START Passage provided
Insurers in the Netherlands are starting to combine critical illness insurance and disability insurance features in products designed to meet the needs of self-employed individuals, Sabine Fahrig said here Wednesday at the annual disability insurance conference organized by JHA, Portland, Maine. JHA is a disability insurance research, consulting and reinsurance services unit of General Re Corp., Stamford, Conn.

Fahrig is a senior underwriter in the German operations of Gen Re Life Health, a JHA sister company.

Self-employed individuals lost access to basic Dutch disability benefits in 2002, and now more than 40% of self-employed Dutch people lack income protection coverage, in part because individual disability coverage can be very expensive, Fahrig said.

Critical illness insurance policies pay a set amount of benefits when insureds suffer from serious health problems, such as strokes, heart attacks or kidney failure.

CI insurance can be an attractive alternative to disability insurance, because it is about 40% to 50% cheaper for most insureds. Moreover, writing a CI policy that covers only certain conditions, such as stroke, cancer and multiple sclerosis, is much easier than writing a disability policy that excludes coverage for conditions such as mental and nervous disorders.

One 1994 study found that holders of Dutch disability policies with health problems who bought DI policies with exclusions were more likely to file other types of claims and to develop general health problems than did other insureds, Fahrig said.
END Passage provided
START Provided information
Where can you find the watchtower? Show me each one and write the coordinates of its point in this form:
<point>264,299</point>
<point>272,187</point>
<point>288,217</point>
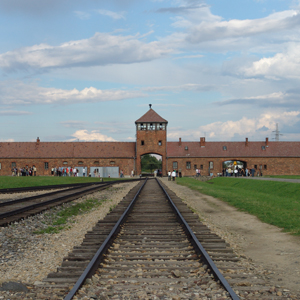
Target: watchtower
<point>151,137</point>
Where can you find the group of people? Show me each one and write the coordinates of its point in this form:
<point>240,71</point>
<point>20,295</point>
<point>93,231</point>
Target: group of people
<point>68,171</point>
<point>25,171</point>
<point>238,172</point>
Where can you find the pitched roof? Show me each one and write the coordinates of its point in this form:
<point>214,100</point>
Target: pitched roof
<point>67,149</point>
<point>151,116</point>
<point>234,149</point>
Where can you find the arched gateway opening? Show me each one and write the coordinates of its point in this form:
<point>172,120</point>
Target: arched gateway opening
<point>151,165</point>
<point>234,168</point>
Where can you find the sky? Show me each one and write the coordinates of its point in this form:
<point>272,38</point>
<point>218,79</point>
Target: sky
<point>73,70</point>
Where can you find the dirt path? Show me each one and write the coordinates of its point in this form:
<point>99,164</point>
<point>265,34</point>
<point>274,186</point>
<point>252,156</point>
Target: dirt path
<point>265,244</point>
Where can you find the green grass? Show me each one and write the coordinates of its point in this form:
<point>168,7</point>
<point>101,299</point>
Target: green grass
<point>276,203</point>
<point>29,181</point>
<point>60,219</point>
<point>284,176</point>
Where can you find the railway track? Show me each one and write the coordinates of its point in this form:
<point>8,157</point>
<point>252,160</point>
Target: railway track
<point>15,210</point>
<point>143,250</point>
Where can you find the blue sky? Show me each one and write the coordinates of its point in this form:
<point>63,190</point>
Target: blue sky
<point>86,70</point>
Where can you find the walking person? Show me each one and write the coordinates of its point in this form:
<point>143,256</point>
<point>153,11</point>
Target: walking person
<point>173,175</point>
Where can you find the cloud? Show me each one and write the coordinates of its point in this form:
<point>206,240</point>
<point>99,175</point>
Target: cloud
<point>14,113</point>
<point>111,14</point>
<point>182,87</point>
<point>209,31</point>
<point>288,99</point>
<point>82,15</point>
<point>16,92</point>
<point>73,124</point>
<point>94,135</point>
<point>256,128</point>
<point>100,50</point>
<point>282,65</point>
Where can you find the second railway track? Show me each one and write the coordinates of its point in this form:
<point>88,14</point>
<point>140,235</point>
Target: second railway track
<point>151,257</point>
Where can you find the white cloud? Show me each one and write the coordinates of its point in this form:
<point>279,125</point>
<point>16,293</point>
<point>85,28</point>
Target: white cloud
<point>101,49</point>
<point>111,14</point>
<point>82,15</point>
<point>257,128</point>
<point>282,65</point>
<point>94,135</point>
<point>14,113</point>
<point>207,31</point>
<point>16,92</point>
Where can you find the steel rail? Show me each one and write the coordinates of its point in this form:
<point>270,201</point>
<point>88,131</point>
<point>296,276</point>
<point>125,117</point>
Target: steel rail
<point>200,249</point>
<point>61,191</point>
<point>36,205</point>
<point>49,187</point>
<point>96,260</point>
<point>7,203</point>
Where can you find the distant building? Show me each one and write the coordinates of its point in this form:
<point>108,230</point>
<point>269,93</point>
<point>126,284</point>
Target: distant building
<point>269,158</point>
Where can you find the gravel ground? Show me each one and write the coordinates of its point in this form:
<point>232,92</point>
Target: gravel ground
<point>27,258</point>
<point>264,249</point>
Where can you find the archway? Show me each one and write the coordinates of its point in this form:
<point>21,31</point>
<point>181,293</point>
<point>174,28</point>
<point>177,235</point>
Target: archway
<point>229,166</point>
<point>151,164</point>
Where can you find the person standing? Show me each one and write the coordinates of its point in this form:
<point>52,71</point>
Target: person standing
<point>173,175</point>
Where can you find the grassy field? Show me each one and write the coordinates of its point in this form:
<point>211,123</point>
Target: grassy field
<point>28,181</point>
<point>276,203</point>
<point>284,176</point>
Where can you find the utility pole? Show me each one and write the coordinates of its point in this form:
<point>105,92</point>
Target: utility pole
<point>277,133</point>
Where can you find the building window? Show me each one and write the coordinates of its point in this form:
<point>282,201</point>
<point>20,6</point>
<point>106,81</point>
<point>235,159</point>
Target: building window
<point>161,126</point>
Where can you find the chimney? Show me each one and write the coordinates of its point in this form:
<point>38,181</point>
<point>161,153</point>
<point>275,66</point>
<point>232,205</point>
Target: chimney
<point>202,142</point>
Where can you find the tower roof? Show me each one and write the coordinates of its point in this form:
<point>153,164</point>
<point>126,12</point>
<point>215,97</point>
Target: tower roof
<point>151,116</point>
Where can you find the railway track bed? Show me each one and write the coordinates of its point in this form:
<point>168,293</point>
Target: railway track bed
<point>152,258</point>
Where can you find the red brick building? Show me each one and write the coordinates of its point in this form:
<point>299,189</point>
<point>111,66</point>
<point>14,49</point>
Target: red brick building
<point>270,158</point>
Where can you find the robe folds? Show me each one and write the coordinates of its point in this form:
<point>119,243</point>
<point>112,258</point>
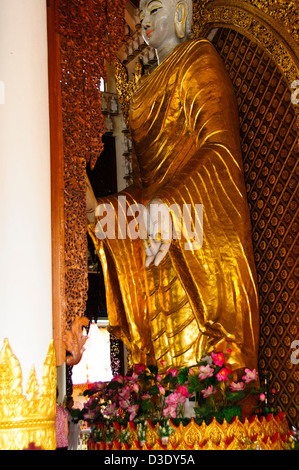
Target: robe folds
<point>186,151</point>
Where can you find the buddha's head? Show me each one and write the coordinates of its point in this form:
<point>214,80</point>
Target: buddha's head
<point>165,21</point>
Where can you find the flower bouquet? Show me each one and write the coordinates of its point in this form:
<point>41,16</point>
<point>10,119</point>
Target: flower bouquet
<point>217,392</point>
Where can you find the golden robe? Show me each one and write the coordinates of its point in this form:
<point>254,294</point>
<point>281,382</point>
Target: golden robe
<point>185,133</point>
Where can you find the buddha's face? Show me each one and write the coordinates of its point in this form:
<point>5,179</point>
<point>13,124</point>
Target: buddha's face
<point>157,18</point>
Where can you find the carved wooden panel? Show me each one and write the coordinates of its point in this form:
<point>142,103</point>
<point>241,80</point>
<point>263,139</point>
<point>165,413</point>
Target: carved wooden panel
<point>269,137</point>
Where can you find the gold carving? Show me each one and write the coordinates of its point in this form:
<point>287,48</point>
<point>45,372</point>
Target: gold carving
<point>125,88</point>
<point>273,26</point>
<point>74,340</point>
<point>31,418</point>
<point>269,133</point>
<point>271,433</point>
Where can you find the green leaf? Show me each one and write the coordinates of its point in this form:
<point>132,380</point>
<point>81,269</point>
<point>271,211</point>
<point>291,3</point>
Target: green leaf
<point>154,390</point>
<point>153,369</point>
<point>183,375</point>
<point>235,396</point>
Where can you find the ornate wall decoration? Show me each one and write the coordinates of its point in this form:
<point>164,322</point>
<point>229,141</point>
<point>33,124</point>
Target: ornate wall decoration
<point>90,33</point>
<point>274,25</point>
<point>269,134</point>
<point>258,42</point>
<point>31,418</point>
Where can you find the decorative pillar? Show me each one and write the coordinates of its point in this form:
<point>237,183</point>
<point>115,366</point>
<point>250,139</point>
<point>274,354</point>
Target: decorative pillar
<point>27,357</point>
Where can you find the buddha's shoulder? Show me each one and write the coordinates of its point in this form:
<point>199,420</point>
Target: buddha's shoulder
<point>197,46</point>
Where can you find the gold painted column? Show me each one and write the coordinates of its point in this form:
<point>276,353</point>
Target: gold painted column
<point>27,356</point>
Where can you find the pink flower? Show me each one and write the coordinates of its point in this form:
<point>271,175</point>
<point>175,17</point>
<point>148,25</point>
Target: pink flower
<point>207,392</point>
<point>218,359</point>
<point>175,398</point>
<point>140,368</point>
<point>173,372</point>
<point>262,397</point>
<point>222,375</point>
<point>117,378</point>
<point>111,410</point>
<point>250,375</point>
<point>236,387</point>
<point>133,409</point>
<point>170,411</point>
<point>205,371</point>
<point>145,396</point>
<point>125,392</point>
<point>183,391</point>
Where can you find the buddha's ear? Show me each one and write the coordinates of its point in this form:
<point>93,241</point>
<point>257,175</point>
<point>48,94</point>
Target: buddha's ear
<point>180,19</point>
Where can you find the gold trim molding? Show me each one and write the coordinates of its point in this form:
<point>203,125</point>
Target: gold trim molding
<point>272,23</point>
<point>31,418</point>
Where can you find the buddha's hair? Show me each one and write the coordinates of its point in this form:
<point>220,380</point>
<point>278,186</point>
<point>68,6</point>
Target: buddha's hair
<point>189,4</point>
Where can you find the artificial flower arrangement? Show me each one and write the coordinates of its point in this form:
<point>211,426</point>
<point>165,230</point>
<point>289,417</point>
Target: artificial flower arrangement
<point>145,394</point>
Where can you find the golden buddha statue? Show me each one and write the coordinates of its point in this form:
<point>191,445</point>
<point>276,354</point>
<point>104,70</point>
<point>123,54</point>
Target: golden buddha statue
<point>168,299</point>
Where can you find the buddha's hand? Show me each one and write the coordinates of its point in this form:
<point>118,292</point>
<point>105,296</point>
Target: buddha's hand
<point>158,224</point>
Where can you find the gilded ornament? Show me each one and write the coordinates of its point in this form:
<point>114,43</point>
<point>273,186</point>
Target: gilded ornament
<point>74,340</point>
<point>30,418</point>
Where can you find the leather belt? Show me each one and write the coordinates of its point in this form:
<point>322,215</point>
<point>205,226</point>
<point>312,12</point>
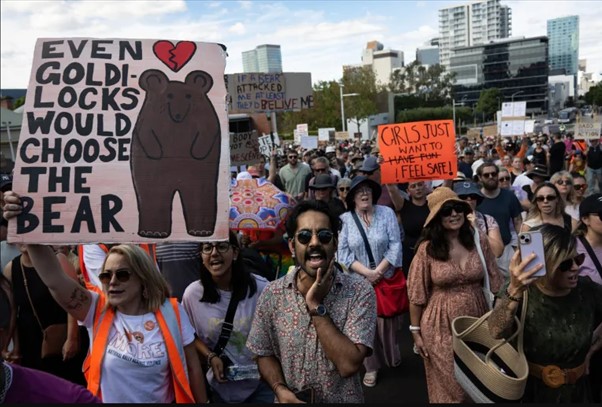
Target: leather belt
<point>554,376</point>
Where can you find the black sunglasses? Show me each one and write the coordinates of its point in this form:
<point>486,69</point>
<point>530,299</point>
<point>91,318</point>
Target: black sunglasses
<point>568,263</point>
<point>324,236</point>
<point>122,275</point>
<point>457,207</point>
<point>221,247</point>
<point>548,198</point>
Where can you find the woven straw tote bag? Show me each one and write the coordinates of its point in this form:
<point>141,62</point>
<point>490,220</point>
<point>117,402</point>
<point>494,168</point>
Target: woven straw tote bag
<point>489,370</point>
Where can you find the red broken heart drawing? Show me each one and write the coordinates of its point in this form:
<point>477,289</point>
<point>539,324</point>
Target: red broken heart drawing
<point>175,57</point>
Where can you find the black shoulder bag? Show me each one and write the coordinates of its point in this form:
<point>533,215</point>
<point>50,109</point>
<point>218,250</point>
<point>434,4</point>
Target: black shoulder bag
<point>363,233</point>
<point>591,253</point>
<point>224,335</point>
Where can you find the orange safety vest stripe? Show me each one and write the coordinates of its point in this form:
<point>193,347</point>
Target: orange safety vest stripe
<point>103,321</point>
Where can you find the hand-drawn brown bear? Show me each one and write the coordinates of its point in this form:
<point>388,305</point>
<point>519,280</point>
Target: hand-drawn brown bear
<point>176,146</point>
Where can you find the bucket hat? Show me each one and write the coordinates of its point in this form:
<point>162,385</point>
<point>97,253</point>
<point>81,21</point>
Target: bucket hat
<point>355,184</point>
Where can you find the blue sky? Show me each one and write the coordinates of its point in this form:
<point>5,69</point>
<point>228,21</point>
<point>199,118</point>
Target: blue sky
<point>315,36</point>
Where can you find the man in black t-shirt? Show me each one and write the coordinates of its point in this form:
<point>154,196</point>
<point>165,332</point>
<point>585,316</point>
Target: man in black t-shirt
<point>557,152</point>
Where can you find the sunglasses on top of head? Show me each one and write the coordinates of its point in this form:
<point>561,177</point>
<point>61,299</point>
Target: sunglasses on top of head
<point>324,236</point>
<point>122,275</point>
<point>457,207</point>
<point>568,263</point>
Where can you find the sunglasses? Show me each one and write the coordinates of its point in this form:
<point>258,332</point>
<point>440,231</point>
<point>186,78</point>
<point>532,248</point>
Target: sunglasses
<point>222,247</point>
<point>324,236</point>
<point>122,275</point>
<point>568,263</point>
<point>472,197</point>
<point>547,198</point>
<point>447,209</point>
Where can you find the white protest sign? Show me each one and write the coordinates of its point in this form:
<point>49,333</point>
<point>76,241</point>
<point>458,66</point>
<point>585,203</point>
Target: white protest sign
<point>123,141</point>
<point>309,142</point>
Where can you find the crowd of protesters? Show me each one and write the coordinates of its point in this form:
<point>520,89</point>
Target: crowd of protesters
<point>195,322</point>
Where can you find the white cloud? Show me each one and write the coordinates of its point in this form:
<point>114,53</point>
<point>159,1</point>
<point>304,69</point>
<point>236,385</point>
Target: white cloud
<point>238,28</point>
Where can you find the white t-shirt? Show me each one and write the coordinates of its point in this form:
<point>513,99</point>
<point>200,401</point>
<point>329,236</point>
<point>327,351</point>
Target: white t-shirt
<point>137,370</point>
<point>208,319</point>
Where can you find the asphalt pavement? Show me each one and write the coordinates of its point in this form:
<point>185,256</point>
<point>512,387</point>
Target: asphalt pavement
<point>405,384</point>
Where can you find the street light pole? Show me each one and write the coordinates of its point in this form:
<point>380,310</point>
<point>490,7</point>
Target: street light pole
<point>343,95</point>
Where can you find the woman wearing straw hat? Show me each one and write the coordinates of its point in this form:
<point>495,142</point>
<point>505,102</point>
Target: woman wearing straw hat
<point>445,281</point>
<point>383,232</point>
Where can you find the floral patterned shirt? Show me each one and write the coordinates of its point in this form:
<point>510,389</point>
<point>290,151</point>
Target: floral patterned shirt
<point>282,327</point>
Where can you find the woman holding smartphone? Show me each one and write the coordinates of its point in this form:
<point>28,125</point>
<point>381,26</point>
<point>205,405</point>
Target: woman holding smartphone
<point>562,325</point>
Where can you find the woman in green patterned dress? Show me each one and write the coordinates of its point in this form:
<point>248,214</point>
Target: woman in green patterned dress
<point>563,312</point>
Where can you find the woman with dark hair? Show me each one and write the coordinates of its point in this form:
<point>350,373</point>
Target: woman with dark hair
<point>445,281</point>
<point>224,279</point>
<point>384,236</point>
<point>562,326</point>
<point>547,206</point>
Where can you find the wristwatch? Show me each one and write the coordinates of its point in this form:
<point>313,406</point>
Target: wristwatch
<point>319,311</point>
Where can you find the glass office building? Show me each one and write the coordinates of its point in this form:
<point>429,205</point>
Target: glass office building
<point>264,58</point>
<point>563,35</point>
<point>517,67</point>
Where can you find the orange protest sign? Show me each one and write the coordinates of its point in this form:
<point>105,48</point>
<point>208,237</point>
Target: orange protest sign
<point>417,151</point>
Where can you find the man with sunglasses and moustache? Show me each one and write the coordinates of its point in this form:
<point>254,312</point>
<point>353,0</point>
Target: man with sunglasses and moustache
<point>313,328</point>
<point>293,175</point>
<point>503,206</point>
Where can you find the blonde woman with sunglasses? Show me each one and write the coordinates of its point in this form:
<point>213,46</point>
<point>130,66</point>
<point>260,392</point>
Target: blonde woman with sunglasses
<point>548,207</point>
<point>141,341</point>
<point>564,182</point>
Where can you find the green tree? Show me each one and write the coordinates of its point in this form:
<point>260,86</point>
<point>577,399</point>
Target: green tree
<point>594,95</point>
<point>489,102</point>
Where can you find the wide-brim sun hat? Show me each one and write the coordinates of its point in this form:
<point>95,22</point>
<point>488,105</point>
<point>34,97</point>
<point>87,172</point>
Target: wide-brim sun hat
<point>440,197</point>
<point>356,182</point>
<point>468,188</point>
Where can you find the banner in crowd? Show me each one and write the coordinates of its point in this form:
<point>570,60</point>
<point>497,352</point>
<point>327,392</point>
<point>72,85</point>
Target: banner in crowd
<point>417,151</point>
<point>258,92</point>
<point>587,130</point>
<point>123,140</point>
<point>244,148</point>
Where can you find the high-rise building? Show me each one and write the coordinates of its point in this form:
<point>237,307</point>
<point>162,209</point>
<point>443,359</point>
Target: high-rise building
<point>563,35</point>
<point>428,54</point>
<point>383,61</point>
<point>264,58</point>
<point>518,67</point>
<point>472,24</point>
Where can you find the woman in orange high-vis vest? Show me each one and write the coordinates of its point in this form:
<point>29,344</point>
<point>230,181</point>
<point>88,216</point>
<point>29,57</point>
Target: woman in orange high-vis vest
END Provided information
Rewrite the passage on Dutch insurers from the words "Insurers in the" through the words "expensive, Fahrig said.", replacing "disability insurance" with "income protection insurance" at every occurrence. The listing is not required for this work.

Insurers in the Netherlands are starting to combine critical illness insurance and income protection insurance features in products designed to meet the needs of self-employed individuals, Sabine Fahrig said here Wednesday at the annual income protection insurance conference organized by JHA, Portland, Maine. JHA is a income protection insurance research, consulting and reinsurance services unit of General Re Corp., Stamford, Conn.

Fahrig is a senior underwriter in the German operations of Gen Re Life Health, a JHA sister company.

Self-employed individuals lost access to basic Dutch disability benefits in 2002, and now more than 40% of self-employed Dutch people lack income protection coverage, in part because individual disability coverage can be very expensive, Fahrig said.